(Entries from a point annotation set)

========================

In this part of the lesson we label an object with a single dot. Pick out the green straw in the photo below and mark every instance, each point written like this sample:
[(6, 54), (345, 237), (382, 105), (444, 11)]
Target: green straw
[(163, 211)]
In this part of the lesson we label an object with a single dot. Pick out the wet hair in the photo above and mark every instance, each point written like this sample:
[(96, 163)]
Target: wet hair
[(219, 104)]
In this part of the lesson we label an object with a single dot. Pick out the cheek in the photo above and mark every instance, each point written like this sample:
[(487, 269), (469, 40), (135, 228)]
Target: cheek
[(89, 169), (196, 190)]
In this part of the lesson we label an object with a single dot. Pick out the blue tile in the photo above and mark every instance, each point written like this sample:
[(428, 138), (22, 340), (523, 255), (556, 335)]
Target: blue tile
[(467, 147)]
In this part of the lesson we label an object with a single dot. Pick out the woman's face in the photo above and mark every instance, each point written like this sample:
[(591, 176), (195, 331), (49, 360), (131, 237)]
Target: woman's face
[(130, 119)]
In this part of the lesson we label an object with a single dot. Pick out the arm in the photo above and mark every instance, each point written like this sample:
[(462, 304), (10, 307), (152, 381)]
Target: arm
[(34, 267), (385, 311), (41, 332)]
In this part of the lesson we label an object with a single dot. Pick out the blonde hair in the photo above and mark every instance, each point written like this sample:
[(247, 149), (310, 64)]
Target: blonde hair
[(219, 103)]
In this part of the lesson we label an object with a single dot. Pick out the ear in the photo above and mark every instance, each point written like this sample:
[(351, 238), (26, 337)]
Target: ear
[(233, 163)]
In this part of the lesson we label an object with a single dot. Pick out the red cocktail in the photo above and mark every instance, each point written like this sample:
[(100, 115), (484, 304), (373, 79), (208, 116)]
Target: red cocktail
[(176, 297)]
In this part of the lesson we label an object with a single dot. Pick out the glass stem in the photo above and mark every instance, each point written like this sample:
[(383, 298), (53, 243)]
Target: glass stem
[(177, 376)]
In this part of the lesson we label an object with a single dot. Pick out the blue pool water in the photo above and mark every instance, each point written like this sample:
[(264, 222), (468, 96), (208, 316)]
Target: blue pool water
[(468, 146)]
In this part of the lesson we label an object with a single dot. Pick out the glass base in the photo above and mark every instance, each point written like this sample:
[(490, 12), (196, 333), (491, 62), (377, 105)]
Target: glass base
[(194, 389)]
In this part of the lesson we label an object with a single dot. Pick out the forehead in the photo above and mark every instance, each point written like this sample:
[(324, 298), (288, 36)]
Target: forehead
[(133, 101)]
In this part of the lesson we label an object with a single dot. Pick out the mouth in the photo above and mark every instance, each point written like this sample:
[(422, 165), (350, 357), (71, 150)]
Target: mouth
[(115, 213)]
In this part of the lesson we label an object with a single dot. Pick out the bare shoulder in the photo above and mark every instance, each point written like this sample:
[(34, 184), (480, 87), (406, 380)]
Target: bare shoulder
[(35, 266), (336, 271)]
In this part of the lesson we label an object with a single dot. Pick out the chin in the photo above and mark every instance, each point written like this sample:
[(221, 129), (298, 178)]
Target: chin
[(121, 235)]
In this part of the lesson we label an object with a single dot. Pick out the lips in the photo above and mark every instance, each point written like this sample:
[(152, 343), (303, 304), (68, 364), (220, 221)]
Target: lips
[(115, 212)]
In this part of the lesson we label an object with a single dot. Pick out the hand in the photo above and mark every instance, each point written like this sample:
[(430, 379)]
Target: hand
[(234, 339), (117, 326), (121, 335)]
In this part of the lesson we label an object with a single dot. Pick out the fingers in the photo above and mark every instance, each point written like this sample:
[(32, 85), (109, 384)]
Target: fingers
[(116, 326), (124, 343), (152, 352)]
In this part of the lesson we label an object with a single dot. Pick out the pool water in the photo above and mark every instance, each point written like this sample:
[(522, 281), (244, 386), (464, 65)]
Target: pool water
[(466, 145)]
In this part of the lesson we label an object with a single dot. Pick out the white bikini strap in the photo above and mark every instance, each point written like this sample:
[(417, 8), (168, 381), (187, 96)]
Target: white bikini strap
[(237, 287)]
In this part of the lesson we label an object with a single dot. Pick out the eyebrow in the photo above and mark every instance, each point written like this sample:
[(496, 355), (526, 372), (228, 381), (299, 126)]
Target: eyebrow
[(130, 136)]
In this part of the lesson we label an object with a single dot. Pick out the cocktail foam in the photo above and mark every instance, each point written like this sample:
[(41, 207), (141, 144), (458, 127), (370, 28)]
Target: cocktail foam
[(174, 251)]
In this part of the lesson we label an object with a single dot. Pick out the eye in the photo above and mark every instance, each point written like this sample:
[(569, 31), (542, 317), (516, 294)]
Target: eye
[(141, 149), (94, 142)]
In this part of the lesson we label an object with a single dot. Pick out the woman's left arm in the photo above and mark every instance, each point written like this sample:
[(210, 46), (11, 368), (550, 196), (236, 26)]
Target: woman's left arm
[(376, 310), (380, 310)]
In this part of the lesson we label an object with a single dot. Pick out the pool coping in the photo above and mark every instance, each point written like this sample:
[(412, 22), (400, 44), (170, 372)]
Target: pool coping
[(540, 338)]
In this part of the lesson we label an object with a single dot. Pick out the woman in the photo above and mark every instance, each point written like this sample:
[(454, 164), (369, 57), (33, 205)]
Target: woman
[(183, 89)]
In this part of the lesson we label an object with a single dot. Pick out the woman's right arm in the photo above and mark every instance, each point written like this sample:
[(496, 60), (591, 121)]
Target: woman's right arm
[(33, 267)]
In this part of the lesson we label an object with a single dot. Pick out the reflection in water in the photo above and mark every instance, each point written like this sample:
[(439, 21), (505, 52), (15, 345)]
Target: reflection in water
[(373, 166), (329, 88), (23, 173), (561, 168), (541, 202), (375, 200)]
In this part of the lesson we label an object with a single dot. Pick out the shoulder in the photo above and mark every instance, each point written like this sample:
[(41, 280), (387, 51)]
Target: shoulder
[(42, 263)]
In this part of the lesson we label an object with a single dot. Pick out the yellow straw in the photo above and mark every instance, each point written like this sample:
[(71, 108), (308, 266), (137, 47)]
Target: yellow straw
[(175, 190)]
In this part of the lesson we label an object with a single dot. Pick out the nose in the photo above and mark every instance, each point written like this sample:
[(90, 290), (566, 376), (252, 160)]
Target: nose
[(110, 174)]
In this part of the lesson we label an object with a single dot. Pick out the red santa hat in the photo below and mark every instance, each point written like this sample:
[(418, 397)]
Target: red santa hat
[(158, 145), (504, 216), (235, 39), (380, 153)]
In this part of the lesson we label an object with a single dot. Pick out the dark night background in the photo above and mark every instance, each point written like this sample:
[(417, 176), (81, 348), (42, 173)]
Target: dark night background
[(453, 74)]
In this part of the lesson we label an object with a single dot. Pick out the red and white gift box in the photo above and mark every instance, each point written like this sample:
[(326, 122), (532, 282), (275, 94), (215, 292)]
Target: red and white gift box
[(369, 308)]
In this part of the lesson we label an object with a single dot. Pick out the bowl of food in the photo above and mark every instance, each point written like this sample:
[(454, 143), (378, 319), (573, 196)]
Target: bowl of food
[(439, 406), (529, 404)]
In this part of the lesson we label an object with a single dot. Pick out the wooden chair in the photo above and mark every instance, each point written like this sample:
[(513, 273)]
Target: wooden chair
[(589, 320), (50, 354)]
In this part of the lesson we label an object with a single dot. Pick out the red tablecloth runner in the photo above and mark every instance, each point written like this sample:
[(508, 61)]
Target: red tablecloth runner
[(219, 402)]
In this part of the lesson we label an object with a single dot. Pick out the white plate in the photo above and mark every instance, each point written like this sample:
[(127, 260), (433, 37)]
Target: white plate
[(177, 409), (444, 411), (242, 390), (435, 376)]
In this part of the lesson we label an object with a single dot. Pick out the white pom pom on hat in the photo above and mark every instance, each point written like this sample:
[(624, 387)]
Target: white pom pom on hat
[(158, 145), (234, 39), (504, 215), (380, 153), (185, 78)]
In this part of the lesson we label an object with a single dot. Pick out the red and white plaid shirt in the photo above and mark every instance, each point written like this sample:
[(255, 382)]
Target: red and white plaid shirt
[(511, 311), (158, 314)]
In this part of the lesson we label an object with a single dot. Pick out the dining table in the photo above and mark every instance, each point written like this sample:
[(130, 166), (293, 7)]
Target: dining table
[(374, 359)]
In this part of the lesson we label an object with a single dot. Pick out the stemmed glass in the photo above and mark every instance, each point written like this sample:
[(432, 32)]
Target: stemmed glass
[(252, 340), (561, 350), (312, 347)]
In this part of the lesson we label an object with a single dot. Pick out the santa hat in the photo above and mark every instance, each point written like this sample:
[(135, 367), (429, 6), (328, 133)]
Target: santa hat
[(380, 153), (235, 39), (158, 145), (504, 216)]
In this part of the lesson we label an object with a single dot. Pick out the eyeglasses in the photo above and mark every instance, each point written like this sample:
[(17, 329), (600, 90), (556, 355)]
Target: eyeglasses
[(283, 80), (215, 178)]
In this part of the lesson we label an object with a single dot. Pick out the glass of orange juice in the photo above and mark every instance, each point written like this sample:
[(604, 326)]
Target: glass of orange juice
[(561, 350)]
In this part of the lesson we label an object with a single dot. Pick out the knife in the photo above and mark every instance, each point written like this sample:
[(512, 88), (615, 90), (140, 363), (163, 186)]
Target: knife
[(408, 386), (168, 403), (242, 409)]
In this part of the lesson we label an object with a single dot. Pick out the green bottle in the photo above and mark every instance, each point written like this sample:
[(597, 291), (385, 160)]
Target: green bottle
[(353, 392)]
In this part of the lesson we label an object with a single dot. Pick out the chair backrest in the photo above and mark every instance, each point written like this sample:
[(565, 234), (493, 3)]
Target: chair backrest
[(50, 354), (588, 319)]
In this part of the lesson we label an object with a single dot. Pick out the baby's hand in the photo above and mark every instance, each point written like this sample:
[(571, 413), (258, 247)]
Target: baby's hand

========================

_Goal:_
Starting with the line containing "out the cocktail" and going on through the line containing "[(376, 310), (380, 310)]", write those lines out again, multiplying each answer coordinate by 1.8 and rounding to whole numbers, with halves rounded up. Leave everything else unchanged, including the sample point lists.

_Task output:_
In this part of the lesson we label an object with a single dot. Pick out the cocktail foam in the photo above and mark every instance, each point written like this sample:
[(41, 207), (141, 144), (458, 127), (370, 28)]
Target: cocktail foam
[(313, 452)]
In this part of the lesson we label an object with a single dot. Pick out the eye in the photo above and mark every instance, each point written like this sample:
[(569, 31), (542, 317), (516, 294)]
Target: eye
[(254, 268), (169, 256)]
In this part of the lesson we label an object with a single dot. Pick out the woman's left arm in the photo above and mark every instance, each point written like this sample:
[(210, 46), (11, 368), (550, 196), (236, 26)]
Target: woman's left arm
[(677, 558), (684, 558)]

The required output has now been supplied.